**Material supplied**
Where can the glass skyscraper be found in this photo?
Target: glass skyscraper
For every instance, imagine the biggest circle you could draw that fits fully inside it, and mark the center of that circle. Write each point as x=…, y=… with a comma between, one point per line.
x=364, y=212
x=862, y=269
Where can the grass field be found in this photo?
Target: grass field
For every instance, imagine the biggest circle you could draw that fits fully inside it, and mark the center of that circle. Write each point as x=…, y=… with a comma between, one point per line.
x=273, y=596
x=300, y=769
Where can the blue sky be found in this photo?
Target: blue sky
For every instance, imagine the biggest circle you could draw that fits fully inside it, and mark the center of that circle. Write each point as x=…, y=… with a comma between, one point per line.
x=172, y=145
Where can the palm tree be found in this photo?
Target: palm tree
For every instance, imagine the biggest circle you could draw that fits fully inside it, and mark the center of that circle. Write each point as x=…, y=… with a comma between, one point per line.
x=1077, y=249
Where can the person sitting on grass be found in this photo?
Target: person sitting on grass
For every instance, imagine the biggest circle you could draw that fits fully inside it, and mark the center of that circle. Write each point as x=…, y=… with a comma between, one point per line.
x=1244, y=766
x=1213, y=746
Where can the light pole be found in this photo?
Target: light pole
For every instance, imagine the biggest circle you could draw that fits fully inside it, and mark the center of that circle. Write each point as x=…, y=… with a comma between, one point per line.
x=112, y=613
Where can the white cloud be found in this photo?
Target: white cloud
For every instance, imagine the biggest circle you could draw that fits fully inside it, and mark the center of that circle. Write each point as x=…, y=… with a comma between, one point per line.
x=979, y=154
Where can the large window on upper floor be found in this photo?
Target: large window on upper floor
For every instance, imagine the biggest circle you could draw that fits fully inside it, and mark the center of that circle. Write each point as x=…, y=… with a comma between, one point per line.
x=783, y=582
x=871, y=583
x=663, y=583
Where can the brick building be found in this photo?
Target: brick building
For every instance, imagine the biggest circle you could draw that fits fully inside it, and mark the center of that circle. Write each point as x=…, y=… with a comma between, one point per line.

**What is expected**
Please copy, exactly as written, every line in the listing above from the line with "Where can the light" up to and including the line with "Target: white cloud".

**Written solution**
Where can the light pole be found in this photo?
Target: light pole
For every instance, imagine the biggest circle you could draw that fits fully inside it, and mark the center of that circle. Write each point as x=…, y=… with a comma between, one point per line.
x=112, y=613
Where can the white cloud be found in this photo?
Target: white cloud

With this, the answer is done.